● **EXCERPT**
Segment Open
Emergency obstetric and newborn health equipment has been delivered to hospitals throughout Yemen, where health systems are breaking down. © UNFPA/Abduallah Al-Haddad
  • 11 September 2015

HAJJAH, Yemen – Mustafa rushed his pregnant wife to the hospital closest to their remote town in Yemen’s Hajjah Governorate. There, she delivered a girl named Bushra – but the baby was dangerously premature, and there was no incubator available.

The doctors at Al-Mahabisha Hospital referred Bushra to a better-equipped facility in the centre of the governorate. Mustafa rushed her to the referral hospital, driving through pelting rain, but it was no use.

She died on the way.

Breakdown in health services

Nafessa was the first baby to be saved by the new incubator at Al-Mahabisha Hospital. © UNFPA

The ongoing conflict in Yemen has resulted in a breakdown of health services. There is a severe shortage of qualified personnel, and health facilities have seen a disruption in the availability of life-saving reproductive health supplies.

By 27 August, at least 160 health facilities across the country had closed, often due to a lack of medicines, equipment and fuel to run generators, according to a recent United Nations report.

With airstrikes and armed clashes ongoing, millions of people are in need of humanitarian assistance. Many have fled to Hajjah Governorate, which currently hosts the highest number of displaced persons – nearly 300,000 people.

The strain on health care in Hajjah is clear.

“All she needed to survive was to be placed in an incubator,” Mustafa said.

Emergency health supplies saving lives

UNFPA is working with the Yemeni Family Care Association to respond to these enormous needs, including distributing comprehensive emergency obstetric and newborn care supplies to hospitals in eight governorates.

Delivering this assistance has required overcoming serious logistical hurdles. For a month, for instance, supplies could not be sent through the coastal city Al Hudaydah, where parts of the seaport had been damaged by airstrikes.

“Despite the security situation, despite the fact that most of the roads and bridges have been damaged in the war, and despite the rainy weather this time of the year that worsens our travel, we have been able to deliver in record time,” said Abdullah Al-Haddad, the UNFPA field coordinator in Hajjah.
Segment Closed
● **LISTED ENTRIES**
Segment Open
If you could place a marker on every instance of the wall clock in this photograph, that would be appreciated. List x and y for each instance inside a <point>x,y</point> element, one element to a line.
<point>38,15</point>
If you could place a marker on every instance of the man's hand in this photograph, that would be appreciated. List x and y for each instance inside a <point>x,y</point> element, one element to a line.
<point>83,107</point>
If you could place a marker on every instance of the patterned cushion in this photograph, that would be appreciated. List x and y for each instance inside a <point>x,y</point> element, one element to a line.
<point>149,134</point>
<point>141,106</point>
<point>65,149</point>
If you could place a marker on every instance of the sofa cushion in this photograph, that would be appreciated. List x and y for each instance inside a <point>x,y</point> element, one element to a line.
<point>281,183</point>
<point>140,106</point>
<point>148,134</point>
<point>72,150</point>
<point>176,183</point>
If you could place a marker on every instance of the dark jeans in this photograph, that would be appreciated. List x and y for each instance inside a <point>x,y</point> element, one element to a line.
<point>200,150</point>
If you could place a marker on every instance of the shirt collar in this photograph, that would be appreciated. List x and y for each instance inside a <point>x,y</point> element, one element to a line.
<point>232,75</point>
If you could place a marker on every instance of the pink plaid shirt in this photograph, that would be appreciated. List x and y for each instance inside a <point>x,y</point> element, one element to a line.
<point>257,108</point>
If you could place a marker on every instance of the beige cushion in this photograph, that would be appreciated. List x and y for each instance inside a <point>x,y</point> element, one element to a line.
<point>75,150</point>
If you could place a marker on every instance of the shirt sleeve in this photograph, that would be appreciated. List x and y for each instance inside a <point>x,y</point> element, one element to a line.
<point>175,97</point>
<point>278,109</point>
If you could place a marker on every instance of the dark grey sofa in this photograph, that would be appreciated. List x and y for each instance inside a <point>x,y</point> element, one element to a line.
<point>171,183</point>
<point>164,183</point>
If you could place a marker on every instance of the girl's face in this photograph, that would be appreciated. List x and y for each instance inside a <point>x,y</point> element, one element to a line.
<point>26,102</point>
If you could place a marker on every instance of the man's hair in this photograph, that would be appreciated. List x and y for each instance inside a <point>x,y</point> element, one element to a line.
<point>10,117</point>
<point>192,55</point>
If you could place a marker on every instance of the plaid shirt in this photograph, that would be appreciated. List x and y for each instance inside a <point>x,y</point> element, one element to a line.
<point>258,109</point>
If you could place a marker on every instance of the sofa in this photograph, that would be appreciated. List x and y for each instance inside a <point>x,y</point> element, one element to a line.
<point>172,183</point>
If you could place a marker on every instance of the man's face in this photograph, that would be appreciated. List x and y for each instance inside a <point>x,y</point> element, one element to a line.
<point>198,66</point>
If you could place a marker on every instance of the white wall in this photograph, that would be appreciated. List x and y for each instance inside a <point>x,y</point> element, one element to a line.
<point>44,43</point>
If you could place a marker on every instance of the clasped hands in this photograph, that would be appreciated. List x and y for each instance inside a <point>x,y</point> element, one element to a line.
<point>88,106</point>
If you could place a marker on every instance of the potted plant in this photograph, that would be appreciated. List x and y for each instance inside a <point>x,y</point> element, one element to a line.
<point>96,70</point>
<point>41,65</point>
Segment Closed
● **WHAT TO PRODUCE**
Can you continue the article above on emergency obstetric and newborn care in Yemen, starting after its last paragraph?

● **EXERCISE ANSWER**
In Hajjah Governorate, four hospitals have received the emergency obstetric and newborn supplies: Al-Jomuhouri, Gofl Shamr, Khairan Almouharaq, and Al-Mahabisha – where Bushra was born.

“I know this area well and how direly they need such health services,” Mr. Al-Haddad said of the women in the districts surrounding Al-Mahabisha Hospital. “Women here are deprived of basic services.”

The facility is now fully operational.

Delivering the health supplies has required overcoming enormous logistical challenges. © UNFPA/Abduallah Al-Haddad

 

“As we live in wartime, there is a huge shortage in equipment,” said Ahmed Yahya Al-Khazan, the director of Al-Mahabisha. “Bushra was the third case [of neonatal death under the current conditions]. Two similar cases died before they reached the referral hospital,” he noted.

“The assistance just came in time.”

Relief for those in need

Nafessa was the first baby to be placed in the new incubator at Al-Mahabisha Hospital.

“She was in a dire need of the incubator. She was about to face the same fate as Bushra,” said Dr. Al-Khazan. 

Nafessa’s father, Na’ef Ahmed, was terrified that he might lose her. He and his wife had been waiting for five years to have a child, he told UNFPA. The new equipment came as a surprise – and a relief.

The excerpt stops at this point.